## INSTRUCTIONS
1 > In the article on Jiz Lee and Syd Blakovich, write out the passage between "THE FIRST TIME I" and "for the cameras.", inclusive, substituting "Oakland" for "San Francisco".
2 > Pick up the article on Jiz Lee and Syd Blakovich after its last sentence and keep writing it.

## PASSAGE GIVEN
—————

Changing the Color of Porn

Videos from Jiz Lee and Syd Blakovich feature feminist, sex-positive images of queer couples, a rarity in the adult industry.

January 1, 2008

THE FIRST TIME I came across Jiz Lee and Syd Blakovich, they were having sex. They were the stars of The Crash Pad-the first porn video by Pink and White Productions, a San Francisco feminist, queer porn company where Blakovich is a producer. The real life couple had sex just the way they like it, with a lot of sucking, rimming, fisting and squirting. I was amazed. Besides the sex being hot and authentic, it was the first time on film that I'd seen two androgynous, Asian hapas get it on and enjoy it. They looked like people I could identify with-hardly like mainstream (i.e. heterosexual) Asian porn, where I'd typically see two feminine Asian women fake it for some guy's attention. That Lee and Blakovich couldn't take their eyes off of each other made it clear that the chemistry they shared was not just for the cameras.

Images of sex-positive, queer, people of color are a rare find in the mainstream porn industry, but Lee and Blakovich are committed to changing this. Whether it's exploring identity through eroticism in art or porn, the hapa couple has had a long history of battling misconceptions about their race, sexuality and gender expression.

"If we don't take the power of creating images that represent us, we will continually be held subject to the assumptions and stereotypes that others create on our behalf," Blakovich says.

Aside from starring in porn videos, Blakovich and Lee have recreated images of the queer hapa body through art. Blakovich, a multi-media digital artist, and Lee, a trained dancer, explore the tensions between art and porn in their work, individually and collaboratively. "Fine art is the rich man's porn. Larry Flynt once said that newspaper stands [that sell porn] are the poor man's art gallery. I consider my work hybrid because I aim to bridge art and pornography. I don't distinguish between the two," Blakovich says.

Before teaming up with Pink and White, the genderqueer couple performed together on stage, calling themselves "Twincest" to play up on the sexual and sometimes taboo aspects of their relationship. According to Lee, "Twincest coincides with our identities and infatuation. Syd  and I feel like siblings in our experience of the world. Nothing is black and white, and this fact is even clearer when you're gray."

Inspired by manga references to brotherly sexual love, the name "Twincest" resonated with them because of their similar backgrounds and shared love for eccentric performance and challenging the status quo. "My gender, race and ethnicity are fluid, sometimes performative, which I feel is a quintessential attribute of my hapaness. I think Jiz and I have a lot in common on this level," Blakovich says.

The couple met in 2004 when Blakovich exhibited her work at Slit, an Asian American art show on eroticism at The Center for Sex and Culture in San Francisco. After exchanging numbers at the exhibit, the two collaborated on a show for Asian American Dance Performances, where Lee was the executive director. "We definitely bonded over art," Lee says.

From the time they first met to star in Pink and White's most recent porn film Superfreak, which was successfully released in 2007, Lee and Blakovich have encountered many obstacles in art, porn and real life. Negotiating boundaries isn't new to this couple, who started dating while Blakovich was-and still is in an open relationship with her partner Kara. Although Blakovich enjoys a domestic life living with Kara and their two cats, she shares a social and artistic world with Lee. "A common question that I was asked was 'If you had to choose one, who would you choose?' I couldn't choose between Jiz and Kara, so I chose what I wanted:dating them both. Jiz and I are a public couple, but I live with Kara," Blakovich says.

—————

(Entries from a point annotation set)
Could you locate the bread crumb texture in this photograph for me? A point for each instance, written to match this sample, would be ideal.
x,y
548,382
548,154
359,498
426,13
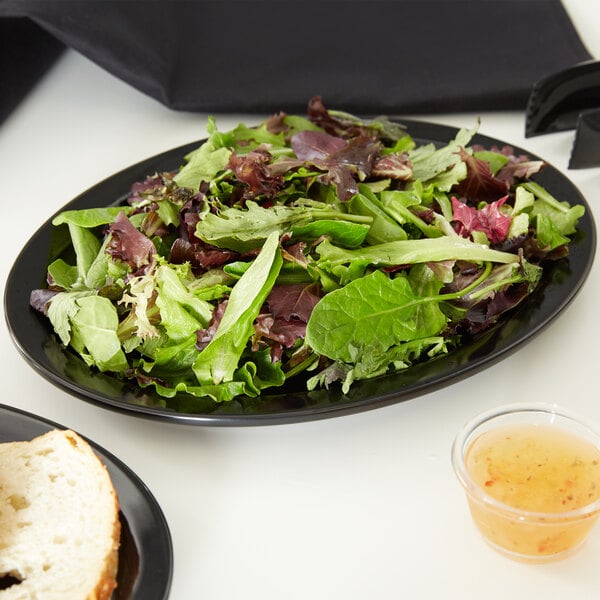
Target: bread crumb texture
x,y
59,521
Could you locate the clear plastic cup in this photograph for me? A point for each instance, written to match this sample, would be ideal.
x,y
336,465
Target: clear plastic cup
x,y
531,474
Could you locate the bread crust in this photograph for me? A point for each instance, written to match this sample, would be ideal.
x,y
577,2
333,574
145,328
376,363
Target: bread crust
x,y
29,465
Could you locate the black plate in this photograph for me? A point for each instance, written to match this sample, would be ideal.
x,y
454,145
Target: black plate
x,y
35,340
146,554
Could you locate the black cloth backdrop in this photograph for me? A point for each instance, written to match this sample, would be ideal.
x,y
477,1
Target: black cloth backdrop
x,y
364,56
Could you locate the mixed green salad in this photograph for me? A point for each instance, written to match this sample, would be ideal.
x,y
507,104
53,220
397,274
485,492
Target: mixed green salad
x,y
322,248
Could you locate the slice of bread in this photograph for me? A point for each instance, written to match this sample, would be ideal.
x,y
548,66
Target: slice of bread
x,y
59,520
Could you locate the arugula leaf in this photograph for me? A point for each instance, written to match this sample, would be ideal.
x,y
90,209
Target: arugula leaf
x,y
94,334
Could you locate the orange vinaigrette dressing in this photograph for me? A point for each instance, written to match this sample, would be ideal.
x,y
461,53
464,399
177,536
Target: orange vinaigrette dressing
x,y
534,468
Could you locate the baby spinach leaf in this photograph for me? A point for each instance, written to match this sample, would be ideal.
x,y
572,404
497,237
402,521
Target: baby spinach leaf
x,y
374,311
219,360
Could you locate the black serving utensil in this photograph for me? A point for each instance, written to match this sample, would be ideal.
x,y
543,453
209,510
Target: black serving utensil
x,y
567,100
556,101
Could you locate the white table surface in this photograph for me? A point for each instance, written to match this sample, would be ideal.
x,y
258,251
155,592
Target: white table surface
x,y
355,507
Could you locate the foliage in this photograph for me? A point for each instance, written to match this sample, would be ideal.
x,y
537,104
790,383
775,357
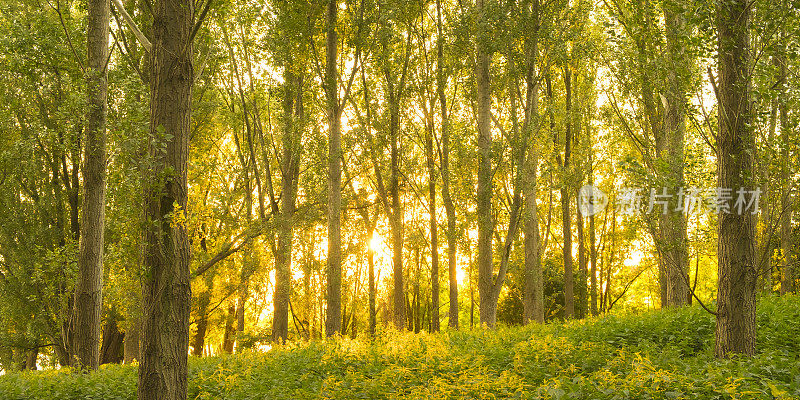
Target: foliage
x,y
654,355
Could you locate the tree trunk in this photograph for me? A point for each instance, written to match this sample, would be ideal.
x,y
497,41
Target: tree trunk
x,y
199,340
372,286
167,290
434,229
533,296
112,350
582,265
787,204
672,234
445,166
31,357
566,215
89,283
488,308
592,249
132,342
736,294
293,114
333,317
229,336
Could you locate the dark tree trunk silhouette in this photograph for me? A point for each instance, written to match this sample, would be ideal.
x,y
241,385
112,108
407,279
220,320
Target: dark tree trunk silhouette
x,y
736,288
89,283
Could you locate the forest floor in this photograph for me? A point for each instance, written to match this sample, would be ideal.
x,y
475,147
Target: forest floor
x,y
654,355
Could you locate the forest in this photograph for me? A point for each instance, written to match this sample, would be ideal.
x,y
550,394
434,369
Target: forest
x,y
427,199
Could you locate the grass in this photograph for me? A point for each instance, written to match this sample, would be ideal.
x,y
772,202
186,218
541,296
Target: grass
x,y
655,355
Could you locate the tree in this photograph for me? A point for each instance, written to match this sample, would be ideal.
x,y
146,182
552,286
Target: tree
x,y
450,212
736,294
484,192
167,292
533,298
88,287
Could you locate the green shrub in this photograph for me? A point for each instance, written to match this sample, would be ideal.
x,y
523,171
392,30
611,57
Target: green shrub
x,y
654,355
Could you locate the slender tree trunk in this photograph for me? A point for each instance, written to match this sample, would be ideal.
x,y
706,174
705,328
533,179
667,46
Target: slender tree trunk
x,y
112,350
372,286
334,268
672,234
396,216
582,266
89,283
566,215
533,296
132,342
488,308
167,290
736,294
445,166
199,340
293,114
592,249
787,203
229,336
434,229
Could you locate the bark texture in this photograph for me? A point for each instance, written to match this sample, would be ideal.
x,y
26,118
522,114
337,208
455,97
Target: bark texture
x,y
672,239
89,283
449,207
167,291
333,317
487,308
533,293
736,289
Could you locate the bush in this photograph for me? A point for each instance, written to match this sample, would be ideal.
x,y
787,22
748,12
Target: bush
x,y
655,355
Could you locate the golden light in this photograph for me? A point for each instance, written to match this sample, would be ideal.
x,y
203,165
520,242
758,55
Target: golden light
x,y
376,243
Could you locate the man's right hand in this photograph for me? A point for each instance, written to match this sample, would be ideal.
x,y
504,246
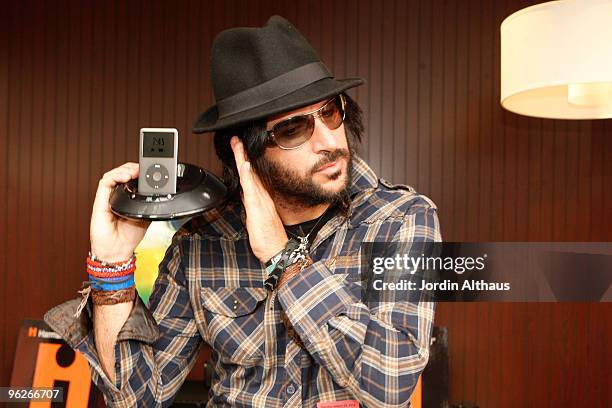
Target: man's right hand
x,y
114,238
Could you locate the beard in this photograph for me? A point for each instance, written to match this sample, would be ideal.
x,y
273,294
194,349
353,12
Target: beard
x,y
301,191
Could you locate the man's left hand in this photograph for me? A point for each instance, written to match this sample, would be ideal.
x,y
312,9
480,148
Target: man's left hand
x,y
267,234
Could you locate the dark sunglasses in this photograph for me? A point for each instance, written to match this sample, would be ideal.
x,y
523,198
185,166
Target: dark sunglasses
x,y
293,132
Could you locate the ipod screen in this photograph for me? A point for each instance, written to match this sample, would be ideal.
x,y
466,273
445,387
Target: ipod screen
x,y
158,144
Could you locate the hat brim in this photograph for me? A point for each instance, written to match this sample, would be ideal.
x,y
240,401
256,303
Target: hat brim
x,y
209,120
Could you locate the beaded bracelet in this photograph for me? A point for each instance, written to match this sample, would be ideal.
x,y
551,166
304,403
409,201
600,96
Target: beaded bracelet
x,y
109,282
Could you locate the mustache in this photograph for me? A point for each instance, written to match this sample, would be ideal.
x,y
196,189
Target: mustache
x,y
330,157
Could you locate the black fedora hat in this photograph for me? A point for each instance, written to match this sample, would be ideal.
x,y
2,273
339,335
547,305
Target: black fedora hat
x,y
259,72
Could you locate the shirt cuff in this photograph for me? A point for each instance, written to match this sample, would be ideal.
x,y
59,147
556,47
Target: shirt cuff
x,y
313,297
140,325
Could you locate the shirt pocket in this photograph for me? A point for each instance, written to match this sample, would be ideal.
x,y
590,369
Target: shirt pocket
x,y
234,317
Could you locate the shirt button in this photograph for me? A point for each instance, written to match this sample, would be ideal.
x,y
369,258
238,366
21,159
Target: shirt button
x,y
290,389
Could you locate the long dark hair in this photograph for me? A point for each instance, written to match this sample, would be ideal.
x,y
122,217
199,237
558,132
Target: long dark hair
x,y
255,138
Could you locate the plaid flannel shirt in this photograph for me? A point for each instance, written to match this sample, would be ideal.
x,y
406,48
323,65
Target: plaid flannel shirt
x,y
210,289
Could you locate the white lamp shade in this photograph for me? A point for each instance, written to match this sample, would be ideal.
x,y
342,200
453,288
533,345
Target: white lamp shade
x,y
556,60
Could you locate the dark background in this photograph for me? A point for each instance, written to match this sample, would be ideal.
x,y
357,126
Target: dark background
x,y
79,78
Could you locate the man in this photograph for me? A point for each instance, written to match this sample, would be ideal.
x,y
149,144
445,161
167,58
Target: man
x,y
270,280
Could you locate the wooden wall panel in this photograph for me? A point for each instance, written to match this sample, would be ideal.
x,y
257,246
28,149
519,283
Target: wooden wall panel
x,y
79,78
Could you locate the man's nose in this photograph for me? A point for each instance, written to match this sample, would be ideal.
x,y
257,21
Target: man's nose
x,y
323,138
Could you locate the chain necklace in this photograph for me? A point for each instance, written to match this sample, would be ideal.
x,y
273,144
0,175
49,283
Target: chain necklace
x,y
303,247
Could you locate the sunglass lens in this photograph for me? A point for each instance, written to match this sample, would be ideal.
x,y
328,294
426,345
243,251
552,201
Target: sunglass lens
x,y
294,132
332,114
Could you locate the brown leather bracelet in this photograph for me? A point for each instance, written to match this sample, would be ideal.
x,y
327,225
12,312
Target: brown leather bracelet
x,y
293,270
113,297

—————

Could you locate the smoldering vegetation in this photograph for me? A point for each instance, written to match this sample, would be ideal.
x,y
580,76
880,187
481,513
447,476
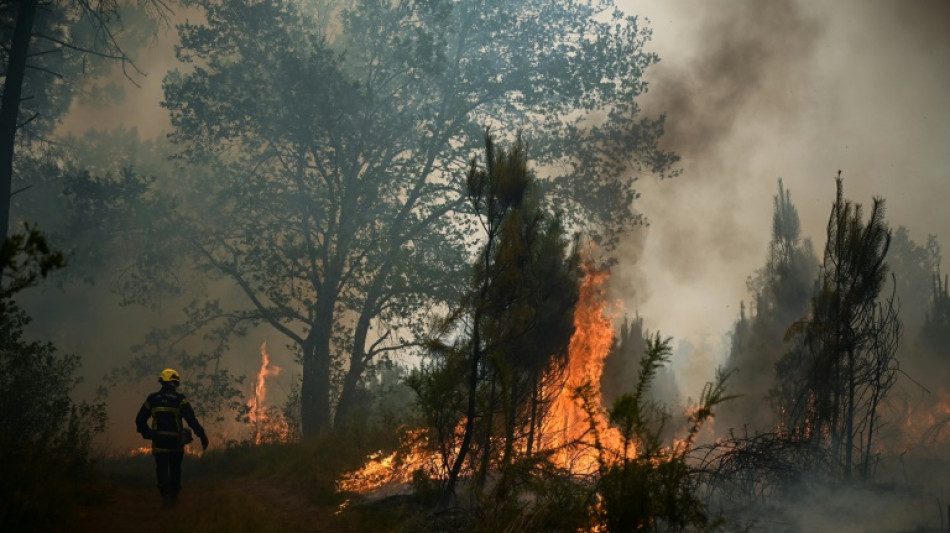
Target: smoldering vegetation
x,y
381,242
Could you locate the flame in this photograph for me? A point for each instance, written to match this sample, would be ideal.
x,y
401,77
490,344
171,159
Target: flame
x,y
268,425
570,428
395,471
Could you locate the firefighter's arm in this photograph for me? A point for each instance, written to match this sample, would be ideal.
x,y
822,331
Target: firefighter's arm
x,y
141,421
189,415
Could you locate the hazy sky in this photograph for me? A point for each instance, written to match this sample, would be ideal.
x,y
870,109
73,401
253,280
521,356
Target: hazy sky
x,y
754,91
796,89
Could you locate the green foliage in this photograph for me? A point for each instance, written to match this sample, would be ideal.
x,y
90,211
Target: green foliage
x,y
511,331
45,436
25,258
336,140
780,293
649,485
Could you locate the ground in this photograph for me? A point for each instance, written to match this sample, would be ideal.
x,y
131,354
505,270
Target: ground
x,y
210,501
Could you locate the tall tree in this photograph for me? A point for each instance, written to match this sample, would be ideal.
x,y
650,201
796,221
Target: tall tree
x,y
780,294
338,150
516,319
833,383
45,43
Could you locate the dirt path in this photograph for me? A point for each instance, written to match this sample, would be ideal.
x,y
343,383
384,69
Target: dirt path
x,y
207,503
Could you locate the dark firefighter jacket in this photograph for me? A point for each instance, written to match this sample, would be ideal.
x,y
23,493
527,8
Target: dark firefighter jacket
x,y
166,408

—————

## OUTPUTS IN ORDER
1 >
THE FIRST TIME I came across Jiz Lee and Syd Blakovich, they were having sex. They were the stars of The Crash Pad-the first porn video by Pink and White Productions, a Oakland feminist, queer porn company where Blakovich is a producer. The real life couple had sex just the way they like it, with a lot of sucking, rimming, fisting and squirting. I was amazed. Besides the sex being hot and authentic, it was the first time on film that I'd seen two androgynous, Asian hapas get it on and enjoy it. They looked like people I could identify with-hardly like mainstream (i.e. heterosexual) Asian porn, where I'd typically see two feminine Asian women fake it for some guy's attention. That Lee and Blakovich couldn't take their eyes off of each other made it clear that the chemistry they shared was not just for the cameras.

2 >
Despite near breakups and disagreements, all three have grown to respect their relationships with each other. "We have great communication and we understand each other well," Blakovich insists. On her second date with Lee, Blakovich suggested that Kara join them. The night ended with Kara videotaping Blakovich and Lee having sex. "Kara doesn't like being in front of the camera, but she likes to participate," Blakovich says.

The arrangement has suited Lee and Blakovich just fine. Finding their niche with Pink and White Productions has allowed them to further explore boundaries in their identities and relationship. "Although I'd been doing porn prior to Pink and White [through kink.com], I'd never done it with a partner before until now," Blakovich says.

For the past four years, Pink and White has featured people of diverse racial, sexual and gender persuasions with a focus on "authentic representations of sexual desire." Blakovich first got involved with Pink and White when she met its director and founder, Shine Louise Houston, in 2003 when they worked together at Good Vibrations. "I immediately wanted to be involved," Blakovich says. "Queer woman of color-owned porn company? I thought 'Sign me up!'"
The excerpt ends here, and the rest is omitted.